-------- Selected excerpt --------

This change in the eyes is revealed to us by some of the camera shots employed by Stone, in which tracking or Steadicam shots supposedly giving Kovic's POV — allowing for other characters to face and address the approaching camera as if it were he — are in fact to the side of where Kovic exists off-screen. Just as a conversation is about to start, the camera sees the character's eyes veer away, and we become aware that Kovic is actually next to us. The audience is both Kovic and an outsider through these shots, and the same falls true for the reverse: when Kovic's mother runs out of the house to see him for the first time in his wheelchair, the racing camera takes on her apprehension then lets go as Kovic looks over the camera's shoulder to greet his mom.

This duality results in striking scenes that reveal more about the characters than the dialogue allows. It reflects the uneasiness many people have in confronting a debilitating handicap — the sight of someone in a wheelchair stirs both morbid curiosity and an unwillingness to express affinity. It also reflects the ghost-like quality which Kovic comes to feel he exhibits to fellow members of his community, and which can only be lifted by his growing outspokenness against the war, when fellow vets, and others who listen to his message, can look him in the eyes again.

Tom Cruise, born on the fourth of julyThe evolution of Kovic from a bright-eyed Yankee Doodle boy to a fervent protester against the war and for better treatment of vets at home comes slowly, so that a change in his eyes is barely registered. He shows the same fervor, but learns to direct it in a more positive, more constructive direction. It is to Tom Cruise's credit that this change comes across gradually through a series of scenes — some involving violence, other merely examples of trying to live with a miserable handicap — rather than from an all-encompassing epiphany, where the Truth of the matter might fall with grace from above. In fact, many of the small epiphanies of the film occur in moments of isolation and helplessness; when a pump draining fluid from Kovic's leg fails to work and then starts up again, narrowly averting the need for an amputation, Kovic emits a gut-wrenching scream at the realization that his future well-being is dictated by the functioning of often-inadequate technology.

It is Man at his most mortal and vulnerable, and a frightening lesson for a 21-year-old to learn. But the most clear lesson in FOURTH OF JULY is that people are by and large unwilling to even look at those — like Kovic — who went to Hell and returned with a message of peace.

The main characters of JACKNIFE are less inclined to suffer the eyes of society, because they spend so much time looking inward themselves. The veterans played by Robert De Niro and Ed Harris, haunted by the nightmares of their war experiences, are both trying to come to grips with their own feelings of fear and inadequacy, but each handles their struggle in a different way: Megs (De Niro) attends meetings with fellow vets to discuss problems and provide support for one another, while David (Harris) tries to blur his memories with pills and alcohol.

Since the film was adapted from a stage play, little emphasis is given to characters outside the circle of Megs, David and David's sister Martha (Kathy Baker), who provides a romantic interest to Megs. So the eyes of society serve little purpose other than as curious onlookers (such as when Megs urges David to join a pick-up basketball game, only to see him quit in disgust, or when students and teachers at a senior prom watch David smash a trophy case). JACKNIFE does not place fault upon governments or society for the problems these men carry with them, but it does judge their ability or inability to cope, and provides hope through David's eventual awakening to his own pain.

--------

#### Exercise task A:
In the film essay, how does David, the veteran played by Ed Harris in JACKNIFE, try to deal with his war memories?
#### Exercise task B:
Carry on the film essay about Vietnam veterans on screen, picking up after its final sentence.
The listing after this point comes from an unrelated source.

-------- Recorded information --------

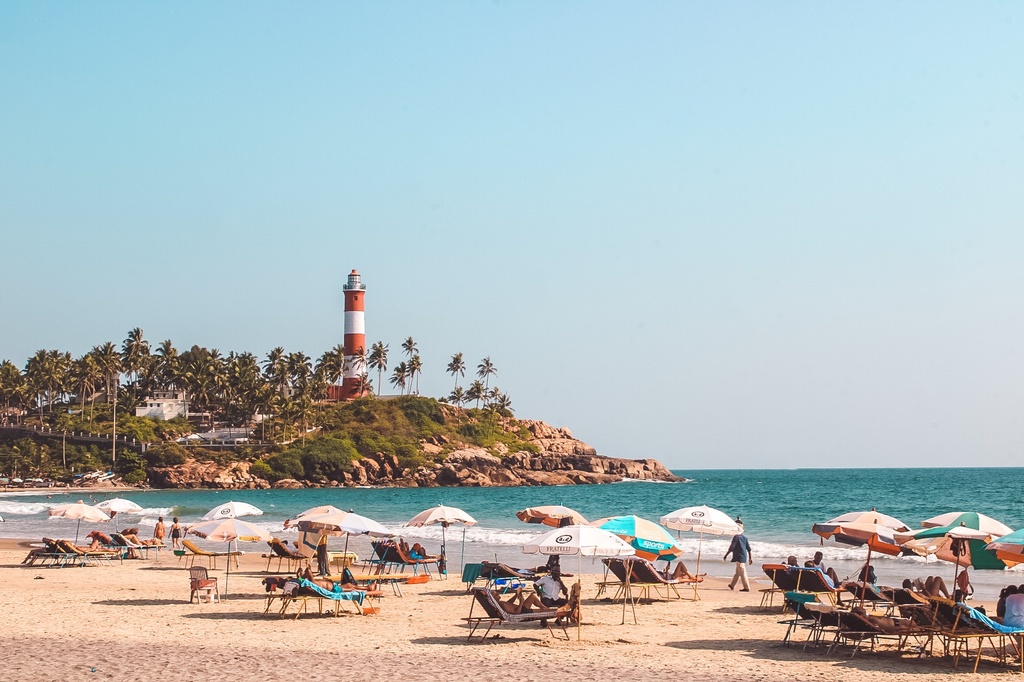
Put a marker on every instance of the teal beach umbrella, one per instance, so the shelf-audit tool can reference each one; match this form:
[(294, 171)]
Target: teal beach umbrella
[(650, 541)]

--------

#### Reply A:
He tries to blur them with pills and alcohol.

#### Reply B:
IN COUNTRY, Norman Jewison's examination of a teenage girl exploring the life of the father who was killed in Vietnam at the time of her birth, is less narrow in its focus. It is about the opening of eyes, and in that sense they are eyes which look in all directions at once, like those of someone who has just been born.

As recent high school grad Samantha (Emily Lloyd) retraces her father's tour of duty and talks with fellow veterans about what the experience of war was like, she learns to put her loss in perspective with what was lost by families throughout the country. She also witnesses the ongoing damage the war has brought to her depressed Kentucky town, to the veterans who seem to still live in their own memories, and in their physical complications thought to be caused by exposure to Agent Orange. The town, meanwhile, has turned its back on the veterans, even neglecting to attend a dance held in their honor. Sam also witnesses the emotional turmoil of a veteran named Tom, with whom she develops a romantic interest but who is hesitant to draw Sam into his own private hell.

Much of the fire of the story is provided by Sam's uncle, the reclusive, solemn Emmett (Bruce Willis), who doesn't want to resurrect memories of the war, having put much of the pain behind him. He ignores Sam's questions about Vietnam, and tries to point her in a direction away from that period in history. But Emmett comes to realize that he's been fooling himself, that he's been ignoring the past rather than honoring it. It is not until the end of the film, during a purgative visit to the Vietnam War Memorial in Washington, that he is able to say goodbye to friends left behind. Sam as well is finally able to set aside the feelings of abandonment or denial — that her father was taken from her before she ever got to know him — and continue on. Even Sam's grandmother Mamaw, played by Peggy Rea, is one who had been living with closed eyes — so closed to the world that she'd never set foot outside her home state. When she is talked into joining the trip to Washington, she discovers first-hand the solemnity of the memorial and of the magnitude of the war's loss. She is also able for the first time to acknowledge the meaning of her son's death as something more tragic than a sad duty for his country.

There have been examples of films in which the eyes of the vets, or indeed the eyes of society, play no role in the story — and not always to its detriment. One of the most invigorating examples of how Hollywood sees returning vets is in the action film LETHAL WEAPON. Rather than pit an assimilated vet against the country which forsook him, everyone in the cast — good and evil — shares the experience of being Vietnam veterans, with both the police and their adversaries (a covert group of drug smugglers) using their combat training towards opposing ends. While Danny Glover's cop had returned from the war and settled into a comfortable middle-class existence, the CIA and Special Forces members have settled into a comfortable niche in government covert activities. Mel Gibson's suicidal cop lies somewhere in-between — a psychotic who can direct his violence either outwards or towards himself. Since there is no objective viewpoint in this film — no outsiders passing judgment upon the veterans, or vice versa — the eyes of the participants are never of much concern. However, by neutralizing this aspect of their lives by making it common to all parties, it desensitizes further the pain of having served there — both for the soldiers and the country which sent them. It's no big deal anymore; at best, it's an asterisk to their personalities.

It's an unusually forgiving conceit except that, in terms of this film's plot, it should be no big deal. The mere mention of Vietnam tells us that these are trained killers, but that doesn't make them any less or more dangerous than if they had learned their training in Central America, the Philippines or South Africa. At the most, it's unnecessary to their lives and to our enjoyment of the action.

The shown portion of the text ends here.